# Text
4. Few facts relevant for the decision are that, the petitioner, who is an employee of the 1st respondent and working in the capacity as Driver in the Medical Department at Mumbai Port Trust, was served upon a charge sheet dated 10th February, 2004 alleging misconduct. It was served by the respondent No. 3, who is Disciplinary Authority of the petitioner. The same was served upon the petitioner on 10th February, 2004. By an order dated 23rd March, 2004, the respondent No. 3 appointed herself as the Enquiry Officer to enquire into the charges framed against the petitioner. By letter dated 6th April, 2004, the petitioner informed the respondent No. 3 that Shri Jaiprakash Sawant, Vice President of the union, would be assisting the petitioner in the inquiry. The respondent No. 3, however, disallowed the said Shri Sawant to assist the petitioner on the ground that he is a practising advocate, even though he happens to be the Vice President of the Union. By a representation dated 15th April, 2004, the petitioner sought to draw attention of the respondent No. 3 to the Rule 12(8) of the said Regulations which, according to the petitioner, permits an assistance of an office bearer of a trade union in such inquiry irrespective of the fact that he is a legal practitioner. The respondent No. 3 thereupon by a letter dated 17th April, 2004 informed the petitioner that the petitioner was at liberty to appoint any other office bearer of a union, who is not a legal practitioner. The matter was thereupon referred to the respondent No. 2, in accordance with the Rule 32 of the said Regulations pursuant to the petitioner’s representation dated 23rd April, 2004. The respondent No. 3 thereafter by a letter dated 25th’ May, 2004 informed the petitioner that the Chairman, by his order dated 17th May, 2004, has rejected the appeal of the petitioner and that, therefore, he may engage any office bearer of the union as his defence assistant, but, such a person should not be a legal practitioner. Hence the present petition.

# Work request
Answer these from the text:
1. On what date was the charge sheet served on the petitioner?
2. Whom did the petitioner name to assist in the inquiry, and what position did that person hold in the union?
3. By an order of what date did the Chairman reject the petitioner's appeal?

# Source material

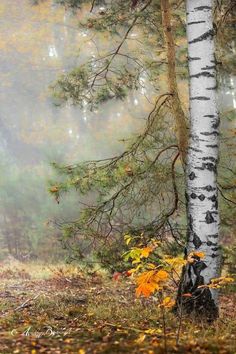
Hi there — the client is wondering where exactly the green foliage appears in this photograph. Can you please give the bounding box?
[50,1,233,262]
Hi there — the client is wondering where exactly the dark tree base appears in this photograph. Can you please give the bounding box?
[174,288,219,322]
[174,257,219,322]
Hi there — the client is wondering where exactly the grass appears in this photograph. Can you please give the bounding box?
[0,263,236,354]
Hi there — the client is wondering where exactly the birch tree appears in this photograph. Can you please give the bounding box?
[179,0,220,319]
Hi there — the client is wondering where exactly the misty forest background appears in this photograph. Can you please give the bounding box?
[0,0,236,354]
[0,1,236,261]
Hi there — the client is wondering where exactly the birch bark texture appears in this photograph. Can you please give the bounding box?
[178,0,220,319]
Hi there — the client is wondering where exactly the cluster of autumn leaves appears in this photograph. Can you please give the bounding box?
[123,235,234,308]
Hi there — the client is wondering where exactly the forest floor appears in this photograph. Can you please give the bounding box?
[0,264,236,354]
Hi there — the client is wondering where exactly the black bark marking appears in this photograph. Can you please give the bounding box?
[208,194,217,202]
[195,162,216,173]
[189,146,202,152]
[201,185,216,192]
[188,172,196,181]
[194,6,211,11]
[190,96,210,101]
[189,29,215,44]
[198,194,206,202]
[206,86,217,91]
[211,246,219,252]
[208,194,218,210]
[202,156,217,162]
[201,65,216,70]
[205,211,215,224]
[185,192,189,203]
[190,71,215,79]
[206,85,217,91]
[200,130,219,136]
[193,232,202,249]
[212,118,220,129]
[207,241,217,246]
[187,21,206,26]
[188,214,193,231]
[206,144,218,149]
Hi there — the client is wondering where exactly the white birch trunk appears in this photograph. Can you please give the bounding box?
[181,0,220,318]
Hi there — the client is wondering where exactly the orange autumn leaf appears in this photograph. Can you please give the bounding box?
[193,252,205,258]
[136,282,159,297]
[136,270,168,297]
[141,247,153,258]
[160,296,175,308]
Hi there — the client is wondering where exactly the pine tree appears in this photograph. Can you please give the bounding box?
[48,0,235,319]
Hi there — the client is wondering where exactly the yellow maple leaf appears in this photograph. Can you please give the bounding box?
[193,252,205,258]
[155,270,168,281]
[160,296,175,308]
[141,247,153,258]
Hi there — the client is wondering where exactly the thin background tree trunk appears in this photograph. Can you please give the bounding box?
[161,0,188,168]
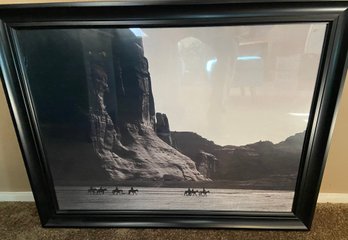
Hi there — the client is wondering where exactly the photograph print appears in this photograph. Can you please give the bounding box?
[15,23,327,212]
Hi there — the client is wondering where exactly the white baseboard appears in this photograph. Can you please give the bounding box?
[0,192,348,203]
[0,192,34,202]
[318,193,348,203]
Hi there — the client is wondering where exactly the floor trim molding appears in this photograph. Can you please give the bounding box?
[0,192,348,203]
[0,192,34,202]
[318,193,348,203]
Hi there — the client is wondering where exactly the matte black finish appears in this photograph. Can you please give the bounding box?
[0,0,348,230]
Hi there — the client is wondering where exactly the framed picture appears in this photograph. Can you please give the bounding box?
[0,0,348,230]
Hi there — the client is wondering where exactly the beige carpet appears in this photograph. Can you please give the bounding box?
[0,202,348,240]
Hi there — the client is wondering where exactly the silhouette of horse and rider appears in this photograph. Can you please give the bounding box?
[88,186,139,195]
[184,188,210,197]
[88,187,107,195]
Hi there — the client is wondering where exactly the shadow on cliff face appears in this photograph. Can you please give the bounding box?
[18,29,209,185]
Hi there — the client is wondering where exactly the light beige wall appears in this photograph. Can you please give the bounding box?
[0,0,348,193]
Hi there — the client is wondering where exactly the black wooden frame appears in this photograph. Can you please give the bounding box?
[0,0,348,230]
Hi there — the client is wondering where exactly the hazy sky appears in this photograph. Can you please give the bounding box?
[141,23,326,145]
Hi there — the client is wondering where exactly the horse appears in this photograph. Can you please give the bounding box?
[97,187,107,195]
[112,187,123,195]
[128,188,139,195]
[88,187,98,194]
[190,189,198,196]
[184,189,198,196]
[199,189,210,197]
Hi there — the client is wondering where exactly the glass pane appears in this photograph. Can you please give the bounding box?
[17,23,326,212]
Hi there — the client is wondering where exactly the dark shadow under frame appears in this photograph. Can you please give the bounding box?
[0,0,348,230]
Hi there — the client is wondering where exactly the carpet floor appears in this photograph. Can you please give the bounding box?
[0,202,348,240]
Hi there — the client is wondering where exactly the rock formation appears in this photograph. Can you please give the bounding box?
[156,113,173,146]
[87,30,207,181]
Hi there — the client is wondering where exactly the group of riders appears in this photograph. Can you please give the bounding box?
[88,186,139,195]
[184,188,210,197]
[88,186,210,196]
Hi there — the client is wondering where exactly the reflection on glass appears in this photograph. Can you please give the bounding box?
[17,23,326,212]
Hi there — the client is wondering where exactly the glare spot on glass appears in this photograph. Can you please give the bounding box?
[237,56,261,61]
[129,28,147,37]
[288,113,309,117]
[206,58,217,72]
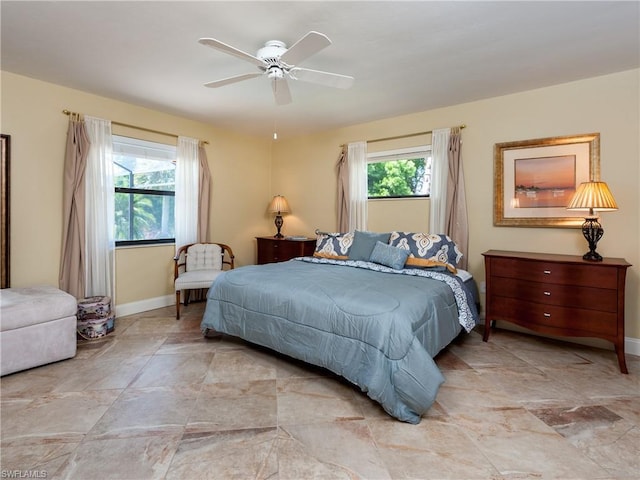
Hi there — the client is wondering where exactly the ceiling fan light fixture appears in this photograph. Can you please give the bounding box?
[267,66,284,79]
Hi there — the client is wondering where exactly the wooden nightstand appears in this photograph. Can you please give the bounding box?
[483,250,631,373]
[256,237,316,265]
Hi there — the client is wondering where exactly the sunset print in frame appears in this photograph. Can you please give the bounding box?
[493,133,600,228]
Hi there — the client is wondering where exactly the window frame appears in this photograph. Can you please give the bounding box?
[367,145,433,200]
[111,134,177,248]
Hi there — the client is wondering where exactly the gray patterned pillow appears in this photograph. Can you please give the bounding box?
[389,232,462,268]
[369,242,409,270]
[313,230,353,260]
[349,230,389,262]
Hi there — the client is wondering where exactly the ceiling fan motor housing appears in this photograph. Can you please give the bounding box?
[256,40,287,66]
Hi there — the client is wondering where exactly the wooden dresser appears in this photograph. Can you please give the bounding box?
[483,250,631,373]
[256,237,316,265]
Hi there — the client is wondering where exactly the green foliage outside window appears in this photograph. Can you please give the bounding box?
[114,161,175,242]
[367,158,428,198]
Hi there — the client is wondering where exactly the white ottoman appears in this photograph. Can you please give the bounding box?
[0,285,78,375]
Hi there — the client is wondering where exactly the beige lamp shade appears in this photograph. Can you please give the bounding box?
[268,195,291,215]
[567,181,618,215]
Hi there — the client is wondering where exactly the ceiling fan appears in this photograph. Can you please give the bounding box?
[198,31,354,105]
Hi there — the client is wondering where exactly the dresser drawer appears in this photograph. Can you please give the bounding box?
[491,296,617,338]
[491,277,618,313]
[491,258,618,290]
[482,250,631,373]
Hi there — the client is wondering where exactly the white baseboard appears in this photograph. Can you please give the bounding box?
[116,295,176,317]
[624,337,640,356]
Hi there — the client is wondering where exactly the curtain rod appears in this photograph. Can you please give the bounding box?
[340,124,467,147]
[62,109,209,145]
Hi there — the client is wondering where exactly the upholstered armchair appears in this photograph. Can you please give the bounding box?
[173,243,235,320]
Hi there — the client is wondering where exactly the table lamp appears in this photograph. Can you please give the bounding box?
[268,195,291,238]
[567,181,618,262]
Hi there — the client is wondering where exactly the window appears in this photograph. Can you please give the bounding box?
[367,146,431,199]
[113,135,176,246]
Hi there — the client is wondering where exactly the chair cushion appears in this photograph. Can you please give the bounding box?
[175,270,222,290]
[187,243,222,272]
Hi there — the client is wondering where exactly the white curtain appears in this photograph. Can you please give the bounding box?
[84,115,116,305]
[175,137,200,251]
[347,142,368,232]
[429,128,451,233]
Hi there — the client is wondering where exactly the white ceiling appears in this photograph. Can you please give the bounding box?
[0,0,640,138]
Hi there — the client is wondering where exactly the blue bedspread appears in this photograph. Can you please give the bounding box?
[202,257,477,423]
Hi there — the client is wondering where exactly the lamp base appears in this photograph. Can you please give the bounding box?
[273,215,284,238]
[582,217,604,262]
[582,250,602,262]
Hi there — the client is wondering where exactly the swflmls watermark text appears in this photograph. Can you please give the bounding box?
[0,470,47,478]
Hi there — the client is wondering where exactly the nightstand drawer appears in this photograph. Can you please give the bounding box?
[491,258,618,290]
[257,237,316,265]
[492,277,618,313]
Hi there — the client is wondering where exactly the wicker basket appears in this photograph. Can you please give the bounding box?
[78,296,115,340]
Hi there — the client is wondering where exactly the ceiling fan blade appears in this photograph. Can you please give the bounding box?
[271,78,291,105]
[289,68,355,88]
[204,73,264,88]
[280,31,331,65]
[198,38,266,67]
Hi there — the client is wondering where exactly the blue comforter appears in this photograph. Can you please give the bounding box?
[202,257,477,423]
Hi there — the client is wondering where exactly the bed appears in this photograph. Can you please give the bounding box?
[201,232,478,424]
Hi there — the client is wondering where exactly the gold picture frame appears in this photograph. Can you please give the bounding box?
[493,133,600,228]
[0,135,11,288]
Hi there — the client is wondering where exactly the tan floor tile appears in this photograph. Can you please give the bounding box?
[56,435,180,480]
[369,417,499,479]
[130,353,214,388]
[166,427,278,480]
[88,385,201,437]
[278,420,392,480]
[186,380,278,433]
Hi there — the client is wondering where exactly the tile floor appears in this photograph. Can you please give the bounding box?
[0,303,640,480]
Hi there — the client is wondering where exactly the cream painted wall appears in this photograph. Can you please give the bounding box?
[1,72,271,305]
[272,70,640,341]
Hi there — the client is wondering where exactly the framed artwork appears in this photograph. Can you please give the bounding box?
[0,135,11,288]
[493,133,600,228]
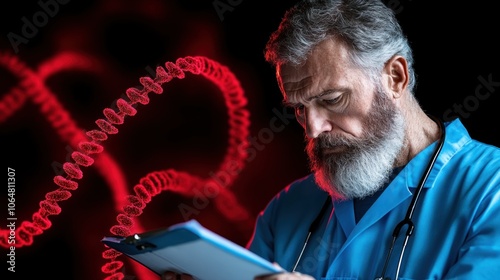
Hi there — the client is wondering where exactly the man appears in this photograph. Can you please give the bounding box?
[165,0,500,280]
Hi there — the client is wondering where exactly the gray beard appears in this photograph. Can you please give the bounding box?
[306,89,405,199]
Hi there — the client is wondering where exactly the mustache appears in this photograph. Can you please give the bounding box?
[307,134,362,150]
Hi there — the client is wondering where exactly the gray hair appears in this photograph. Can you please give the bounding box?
[265,0,416,92]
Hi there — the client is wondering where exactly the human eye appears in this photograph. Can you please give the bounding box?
[289,103,305,116]
[321,93,342,105]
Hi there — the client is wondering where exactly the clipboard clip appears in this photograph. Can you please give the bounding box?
[125,233,156,250]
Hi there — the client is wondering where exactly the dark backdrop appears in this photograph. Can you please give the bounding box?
[0,0,500,280]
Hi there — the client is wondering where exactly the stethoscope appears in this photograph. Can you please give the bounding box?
[292,116,446,280]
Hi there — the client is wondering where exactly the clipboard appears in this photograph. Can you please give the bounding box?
[101,220,284,280]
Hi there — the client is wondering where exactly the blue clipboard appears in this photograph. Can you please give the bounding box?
[101,220,283,280]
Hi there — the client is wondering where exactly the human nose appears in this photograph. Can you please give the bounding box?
[304,107,332,138]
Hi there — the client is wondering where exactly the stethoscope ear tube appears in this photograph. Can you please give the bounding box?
[375,116,446,280]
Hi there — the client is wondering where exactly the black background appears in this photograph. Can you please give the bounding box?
[0,0,500,280]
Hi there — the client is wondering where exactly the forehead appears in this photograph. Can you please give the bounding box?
[276,38,362,101]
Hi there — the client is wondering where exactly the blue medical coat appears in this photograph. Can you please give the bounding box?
[247,119,500,280]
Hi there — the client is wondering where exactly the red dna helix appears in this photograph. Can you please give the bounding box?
[0,52,129,248]
[98,57,254,280]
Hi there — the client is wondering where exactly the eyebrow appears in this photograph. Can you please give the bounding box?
[282,87,350,107]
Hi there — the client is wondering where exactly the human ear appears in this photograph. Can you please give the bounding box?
[383,56,409,98]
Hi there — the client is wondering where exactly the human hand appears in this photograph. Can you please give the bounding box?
[161,271,194,280]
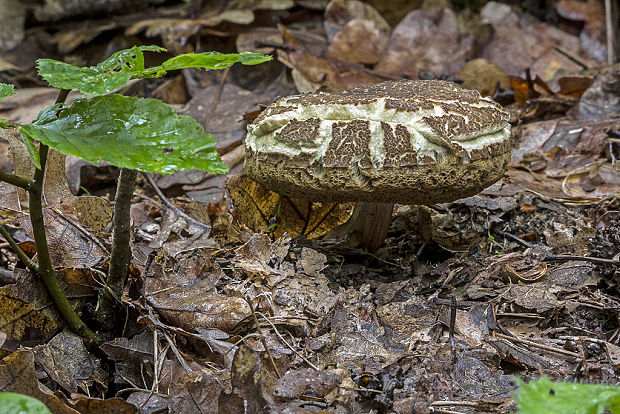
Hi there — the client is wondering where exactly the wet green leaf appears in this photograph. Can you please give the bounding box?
[37,46,166,95]
[18,94,228,174]
[0,392,51,414]
[0,83,15,101]
[146,52,271,77]
[515,378,620,414]
[37,46,271,95]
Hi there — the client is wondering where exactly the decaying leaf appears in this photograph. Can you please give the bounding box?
[226,175,353,239]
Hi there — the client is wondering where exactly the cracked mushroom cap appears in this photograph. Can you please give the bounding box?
[244,80,511,204]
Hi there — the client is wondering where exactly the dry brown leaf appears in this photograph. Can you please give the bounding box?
[375,8,474,79]
[456,58,510,96]
[0,286,61,342]
[0,350,80,414]
[226,175,353,239]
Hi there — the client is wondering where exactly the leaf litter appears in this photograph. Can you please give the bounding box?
[0,0,620,413]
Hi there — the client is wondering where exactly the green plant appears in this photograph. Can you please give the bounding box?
[0,392,50,414]
[515,378,620,414]
[0,46,271,342]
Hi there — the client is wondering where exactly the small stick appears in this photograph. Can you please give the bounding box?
[244,296,282,378]
[142,173,211,231]
[495,333,581,358]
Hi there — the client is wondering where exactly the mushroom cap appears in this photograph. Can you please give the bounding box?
[244,80,511,204]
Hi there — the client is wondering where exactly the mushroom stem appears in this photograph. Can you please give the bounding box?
[347,201,394,252]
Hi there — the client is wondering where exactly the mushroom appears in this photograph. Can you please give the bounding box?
[244,80,511,250]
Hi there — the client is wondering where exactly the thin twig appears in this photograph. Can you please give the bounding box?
[203,68,230,128]
[605,0,617,65]
[243,297,282,378]
[142,173,211,232]
[495,332,581,358]
[544,254,620,265]
[553,46,589,70]
[256,312,320,371]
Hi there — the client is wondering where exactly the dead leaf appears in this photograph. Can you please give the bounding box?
[456,58,510,96]
[0,350,79,414]
[375,8,472,79]
[0,285,61,342]
[34,330,99,393]
[226,175,353,239]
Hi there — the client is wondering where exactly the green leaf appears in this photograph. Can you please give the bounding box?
[37,46,166,95]
[18,94,228,174]
[37,46,271,96]
[0,392,51,414]
[0,83,15,101]
[18,127,41,169]
[515,378,620,414]
[146,52,271,77]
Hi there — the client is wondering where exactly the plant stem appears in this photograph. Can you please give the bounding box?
[348,201,394,252]
[0,89,100,343]
[28,143,99,343]
[96,168,138,332]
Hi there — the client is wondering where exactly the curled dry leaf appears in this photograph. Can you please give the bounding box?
[226,175,353,239]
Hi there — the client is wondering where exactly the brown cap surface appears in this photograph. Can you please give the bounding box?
[244,80,511,204]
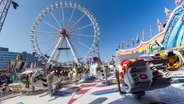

# Output of the task
1. 10th February, 2004
2. Shri Jaiprakash Sawant, Vice President of the union
3. 17th May, 2004